• _Selected text_
Start of Block

Hey possum. Glad you're back and in one piece. It was curiosity about your addiction that first attracted me to the blog and of course your Shepherds Pie recipe! But now it's hate for that same addiction that has us all concerned when you're not around. Strange how I can care so deeply about someone I've never met. I'm with Bimbimbie, try to widen the line . . .

Anonymous said...

It's only "up" from here and with a wider line Gledwood! Very sad poem. We care because in a way you are reaching out to others (as we all are). We care because we have grown to love you as a friend who lives dangerously but has a lot to live for. Hhehee, more pizza crust for the hammies!

tut-tut said...

Keep going; it's all I can encourage you to do. You are a great writer, and look how we all gather round.

Nicole said...

I get quite sad that most countries won't help addicts to live better lives. Your dab with the last batch just shows how little society cares.

One of my best friends in Frankfurt has been using heroin for almost as long as we've been known each other, we went to school together and he has been to re-hab, he has gone through times where he was not recognisable as himself, stealing from people he loves, having to prostitute himself for the money to buy the next hit, finding himself in situations that would not be humanly acceptable until the city of Frankfurt did something great and started supplying long-time addicts with pure and clean heroin.

End of Block

• _Exercise prompt_
Could you reproduce the blog comments above word for word, in full? You won't need the items after this text.

• _Information_
Start of Block

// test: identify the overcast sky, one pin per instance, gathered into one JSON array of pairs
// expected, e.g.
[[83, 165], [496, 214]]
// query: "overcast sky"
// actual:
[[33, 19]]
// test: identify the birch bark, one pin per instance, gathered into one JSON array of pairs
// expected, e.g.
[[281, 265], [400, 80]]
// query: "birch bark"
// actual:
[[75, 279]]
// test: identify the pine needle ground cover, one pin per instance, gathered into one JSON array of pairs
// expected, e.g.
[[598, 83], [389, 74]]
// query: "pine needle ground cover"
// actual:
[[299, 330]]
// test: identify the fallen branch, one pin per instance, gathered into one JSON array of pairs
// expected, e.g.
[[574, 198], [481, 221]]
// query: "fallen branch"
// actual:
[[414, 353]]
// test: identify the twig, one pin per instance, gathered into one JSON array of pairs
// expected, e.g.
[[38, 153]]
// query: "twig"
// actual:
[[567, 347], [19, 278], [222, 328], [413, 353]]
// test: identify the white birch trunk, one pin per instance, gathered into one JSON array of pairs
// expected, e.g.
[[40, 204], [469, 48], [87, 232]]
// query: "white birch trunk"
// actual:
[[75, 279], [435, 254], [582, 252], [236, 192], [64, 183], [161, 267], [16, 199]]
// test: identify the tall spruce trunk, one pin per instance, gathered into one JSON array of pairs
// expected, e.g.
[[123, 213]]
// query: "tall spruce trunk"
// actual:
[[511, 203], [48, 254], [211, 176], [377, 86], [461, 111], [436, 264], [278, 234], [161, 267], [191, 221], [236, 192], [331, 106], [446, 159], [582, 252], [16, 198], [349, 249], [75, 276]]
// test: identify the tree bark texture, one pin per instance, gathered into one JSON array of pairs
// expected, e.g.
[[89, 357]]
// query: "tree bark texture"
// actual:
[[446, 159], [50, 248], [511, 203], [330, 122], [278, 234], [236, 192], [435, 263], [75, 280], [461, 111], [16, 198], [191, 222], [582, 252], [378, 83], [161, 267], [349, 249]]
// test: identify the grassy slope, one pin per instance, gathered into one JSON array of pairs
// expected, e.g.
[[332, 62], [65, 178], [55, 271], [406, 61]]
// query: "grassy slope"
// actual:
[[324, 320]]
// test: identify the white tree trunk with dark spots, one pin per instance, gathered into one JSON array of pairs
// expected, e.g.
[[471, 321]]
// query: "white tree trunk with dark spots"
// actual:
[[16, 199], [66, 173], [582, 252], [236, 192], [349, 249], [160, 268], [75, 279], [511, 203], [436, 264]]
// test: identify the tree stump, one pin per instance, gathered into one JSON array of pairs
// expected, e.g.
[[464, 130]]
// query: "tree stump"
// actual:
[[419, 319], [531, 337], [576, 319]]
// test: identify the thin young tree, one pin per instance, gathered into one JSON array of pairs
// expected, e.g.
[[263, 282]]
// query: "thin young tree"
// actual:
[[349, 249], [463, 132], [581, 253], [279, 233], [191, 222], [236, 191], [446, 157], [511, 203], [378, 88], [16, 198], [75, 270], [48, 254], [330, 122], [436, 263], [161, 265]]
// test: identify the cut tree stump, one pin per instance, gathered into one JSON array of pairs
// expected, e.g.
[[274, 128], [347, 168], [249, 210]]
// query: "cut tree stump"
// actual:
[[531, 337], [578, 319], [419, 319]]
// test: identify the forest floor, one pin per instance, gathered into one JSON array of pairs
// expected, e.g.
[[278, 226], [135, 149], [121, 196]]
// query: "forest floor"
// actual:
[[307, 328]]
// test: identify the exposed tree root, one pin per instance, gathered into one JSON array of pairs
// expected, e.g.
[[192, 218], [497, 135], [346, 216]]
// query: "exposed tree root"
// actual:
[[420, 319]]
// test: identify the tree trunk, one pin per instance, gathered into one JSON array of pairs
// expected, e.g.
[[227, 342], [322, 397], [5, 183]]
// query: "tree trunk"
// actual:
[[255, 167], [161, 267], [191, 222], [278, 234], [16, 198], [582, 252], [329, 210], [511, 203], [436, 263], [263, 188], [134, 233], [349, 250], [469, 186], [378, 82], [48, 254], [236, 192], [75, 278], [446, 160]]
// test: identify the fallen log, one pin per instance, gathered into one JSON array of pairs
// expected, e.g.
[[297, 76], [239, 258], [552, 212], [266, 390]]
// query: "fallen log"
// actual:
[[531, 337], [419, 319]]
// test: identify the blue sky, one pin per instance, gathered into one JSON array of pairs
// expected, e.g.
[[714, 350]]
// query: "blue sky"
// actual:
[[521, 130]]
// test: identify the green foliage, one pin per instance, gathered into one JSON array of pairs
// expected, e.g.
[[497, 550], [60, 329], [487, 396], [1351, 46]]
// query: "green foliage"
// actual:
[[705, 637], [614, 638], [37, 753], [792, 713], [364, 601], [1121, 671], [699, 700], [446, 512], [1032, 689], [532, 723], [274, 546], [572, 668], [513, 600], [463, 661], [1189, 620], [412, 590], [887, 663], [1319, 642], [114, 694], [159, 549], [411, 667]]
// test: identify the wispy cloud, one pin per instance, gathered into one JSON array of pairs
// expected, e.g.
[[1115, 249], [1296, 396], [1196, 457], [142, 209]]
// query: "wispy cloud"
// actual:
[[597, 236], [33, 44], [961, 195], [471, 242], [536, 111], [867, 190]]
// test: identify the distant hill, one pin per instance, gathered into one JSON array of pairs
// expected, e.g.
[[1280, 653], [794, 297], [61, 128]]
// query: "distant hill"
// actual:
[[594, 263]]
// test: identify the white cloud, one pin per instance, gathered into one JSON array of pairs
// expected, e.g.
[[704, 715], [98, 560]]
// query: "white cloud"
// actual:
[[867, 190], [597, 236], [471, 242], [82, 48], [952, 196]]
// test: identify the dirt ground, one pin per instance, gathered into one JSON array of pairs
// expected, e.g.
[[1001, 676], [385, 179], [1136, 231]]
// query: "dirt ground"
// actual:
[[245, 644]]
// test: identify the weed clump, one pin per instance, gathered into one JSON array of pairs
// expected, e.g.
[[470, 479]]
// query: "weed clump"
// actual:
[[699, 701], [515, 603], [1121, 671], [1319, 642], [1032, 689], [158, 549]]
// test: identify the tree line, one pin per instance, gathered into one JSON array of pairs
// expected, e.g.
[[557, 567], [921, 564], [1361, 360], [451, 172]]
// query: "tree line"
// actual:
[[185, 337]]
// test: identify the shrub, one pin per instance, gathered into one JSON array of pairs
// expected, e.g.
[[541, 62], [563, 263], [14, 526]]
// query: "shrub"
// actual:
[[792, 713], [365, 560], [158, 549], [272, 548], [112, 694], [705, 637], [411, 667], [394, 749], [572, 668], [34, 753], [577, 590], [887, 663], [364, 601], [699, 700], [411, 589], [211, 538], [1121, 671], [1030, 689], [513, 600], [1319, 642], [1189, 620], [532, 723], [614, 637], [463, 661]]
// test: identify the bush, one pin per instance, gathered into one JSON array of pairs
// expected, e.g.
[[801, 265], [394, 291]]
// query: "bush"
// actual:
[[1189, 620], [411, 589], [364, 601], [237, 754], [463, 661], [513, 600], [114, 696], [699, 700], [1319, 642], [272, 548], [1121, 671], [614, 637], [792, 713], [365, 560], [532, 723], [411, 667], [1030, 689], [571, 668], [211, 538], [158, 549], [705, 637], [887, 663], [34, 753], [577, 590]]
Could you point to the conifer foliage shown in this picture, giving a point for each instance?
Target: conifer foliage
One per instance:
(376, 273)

End of Block

• _Exercise output_
Hey possum. Glad you're back and in one piece. It was curiosity about your addiction that first attracted me to the blog and of course your Shepherds Pie recipe! But now it's hate for that same addiction that has us all concerned when you're not around. Strange how I can care so deeply about someone I've never met. I'm with Bimbimbie, try to widen the line . . .

Anonymous said...

It's only "up" from here and with a wider line Gledwood! Very sad poem. We care because in a way you are reaching out to others (as we all are). We care because we have grown to love you as a friend who lives dangerously but has a lot to live for. Hhehee, more pizza crust for the hammies!

tut-tut said...

Keep going; it's all I can encourage you to do. You are a great writer, and look how we all gather round.

Nicole said...

I get quite sad that most countries won't help addicts to live better lives. Your dab with the last batch just shows how little society cares.

One of my best friends in Frankfurt has been using heroin for almost as long as we've been known each other, we went to school together and he has been to re-hab, he has gone through times where he was not recognisable as himself, stealing from people he loves, having to prostitute himself for the money to buy the next hit, finding himself in situations that would not be humanly acceptable until the city of Frankfurt did something great and started supplying long-time addicts with pure and clean heroin.